■ WHAT THE TASK REQUIRES: Rewrite all the rows below as one numbered list, leaving out the blank lines.

— START OF DATASET —

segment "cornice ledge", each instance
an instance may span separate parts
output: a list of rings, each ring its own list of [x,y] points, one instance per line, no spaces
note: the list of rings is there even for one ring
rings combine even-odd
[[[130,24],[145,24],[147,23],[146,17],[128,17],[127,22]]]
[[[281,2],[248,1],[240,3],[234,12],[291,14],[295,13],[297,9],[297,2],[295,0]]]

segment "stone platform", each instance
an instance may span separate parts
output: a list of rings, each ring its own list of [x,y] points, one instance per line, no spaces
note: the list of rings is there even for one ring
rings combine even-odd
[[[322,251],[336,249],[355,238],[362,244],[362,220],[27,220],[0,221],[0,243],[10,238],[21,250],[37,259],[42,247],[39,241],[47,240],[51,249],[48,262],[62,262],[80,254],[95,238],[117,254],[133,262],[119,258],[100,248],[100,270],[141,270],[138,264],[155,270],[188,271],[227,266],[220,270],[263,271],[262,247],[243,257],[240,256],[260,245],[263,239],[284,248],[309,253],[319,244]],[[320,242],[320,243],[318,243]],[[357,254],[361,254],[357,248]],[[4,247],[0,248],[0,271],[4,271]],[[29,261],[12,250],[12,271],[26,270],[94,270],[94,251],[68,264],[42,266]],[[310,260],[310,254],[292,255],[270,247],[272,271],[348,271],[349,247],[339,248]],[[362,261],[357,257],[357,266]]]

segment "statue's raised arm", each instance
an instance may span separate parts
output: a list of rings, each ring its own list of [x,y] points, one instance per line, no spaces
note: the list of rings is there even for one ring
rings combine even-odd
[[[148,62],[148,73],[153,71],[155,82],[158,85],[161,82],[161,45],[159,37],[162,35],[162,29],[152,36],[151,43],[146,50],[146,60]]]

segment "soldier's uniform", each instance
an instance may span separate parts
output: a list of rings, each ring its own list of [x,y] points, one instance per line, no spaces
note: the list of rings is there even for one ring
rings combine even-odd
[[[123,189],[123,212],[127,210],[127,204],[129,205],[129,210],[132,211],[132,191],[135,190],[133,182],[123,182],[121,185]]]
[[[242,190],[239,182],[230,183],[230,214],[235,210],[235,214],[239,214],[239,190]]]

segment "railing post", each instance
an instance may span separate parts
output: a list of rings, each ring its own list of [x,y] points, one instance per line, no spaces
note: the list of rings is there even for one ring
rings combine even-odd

— END OF DATASET —

■ TASK OUTPUT:
1. segment "cornice ledge", each instance
2. an instance may span separate parts
3. output: a list of rings, each ring its own list of [x,y] points, one instance per line, no spaces
4. note: the list of rings is there even for one ring
5. rings combine even-odd
6. [[[130,24],[145,24],[147,23],[146,17],[128,17],[127,22]]]
7. [[[281,2],[248,1],[240,3],[234,12],[291,14],[295,13],[297,9],[297,2],[295,0]]]
8. segment "stone platform", each instance
9. an instance may span separate parts
10. output: a list of rings, each ring its own list of [x,y] points, one instance per line, no spaces
11. note: the list of rings is there even for one ring
12. rings combine even-odd
13. [[[322,251],[336,249],[355,238],[362,244],[362,220],[27,220],[0,221],[0,243],[10,238],[21,250],[37,259],[42,247],[39,241],[47,240],[51,249],[48,262],[62,262],[80,254],[95,238],[117,254],[133,262],[119,258],[100,248],[100,270],[141,270],[138,264],[155,270],[188,271],[227,266],[220,270],[263,271],[262,247],[243,257],[240,256],[260,245],[263,239],[284,248],[309,253],[319,244]],[[320,242],[320,243],[318,243]],[[357,254],[361,254],[357,248]],[[4,247],[0,248],[0,271],[4,271]],[[29,261],[12,250],[12,271],[26,270],[94,270],[94,251],[68,264],[42,266]],[[310,260],[310,254],[292,255],[270,247],[272,271],[348,271],[349,247],[339,248]],[[362,261],[357,257],[357,266]]]
14. segment "statue's raised arm", each instance
15. an instance may span separate parts
16. output: a list of rings, each ring its own list of [x,y] points, one instance per line, no spaces
17. note: the list of rings is there even for one ring
18. rings combine even-odd
19. [[[148,62],[148,73],[153,71],[155,82],[158,85],[161,82],[161,45],[159,37],[162,35],[162,29],[152,36],[151,43],[146,50],[146,60]]]
20. segment "soldier's uniform", each instance
21. an instance may span separate parts
22. output: a list of rings, each ring its own list of [x,y] points, one instance per line, no spaces
23. note: the list of rings is there even for one ring
24. rings combine even-odd
25. [[[123,189],[123,212],[127,210],[127,204],[129,205],[129,210],[132,211],[132,191],[135,190],[133,182],[123,182],[121,185]]]
26. [[[242,190],[239,182],[230,183],[230,214],[235,210],[235,214],[239,214],[239,190]]]
27. segment "railing post", each instance
28. an instance may span separate parts
29. output: a list of rings, each ring its own list of [x,y] points, one instance per line, no spaces
30. note: the list of rings is there even for one ring
31. rings combine even-odd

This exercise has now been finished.